» **YOUR TASK**:
Copy out every line of the records below, including the requests, and add -94 to each x and y coordinate in the answers. Leave the pictures out.

» **PROVIDED DATA**:
***
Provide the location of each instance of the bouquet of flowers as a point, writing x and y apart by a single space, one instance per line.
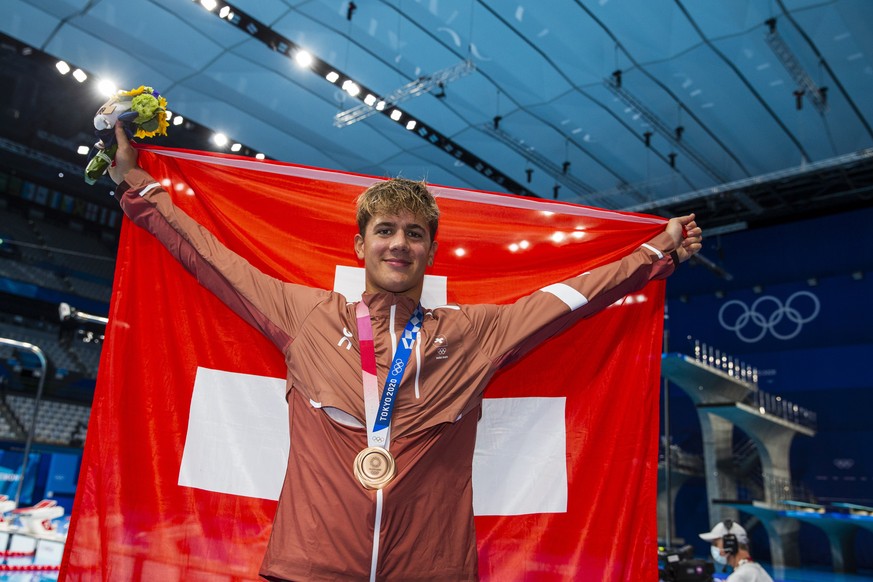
144 114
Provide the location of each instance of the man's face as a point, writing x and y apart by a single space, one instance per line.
396 249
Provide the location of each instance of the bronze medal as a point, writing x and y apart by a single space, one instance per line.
374 467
***
» **ANSWER FOR THE TASK**:
Provide the location of each instance of the bouquet of flowers as a point, writing x and y apart by a single space, one instance per line.
50 20
Provide the location of each instance of the man's face as a point, writing x and y apart by a single space, one instance per line.
302 155
Provide the location of each instance of the bronze medal as a point, writing x and y apart by a single space, one instance per line.
280 373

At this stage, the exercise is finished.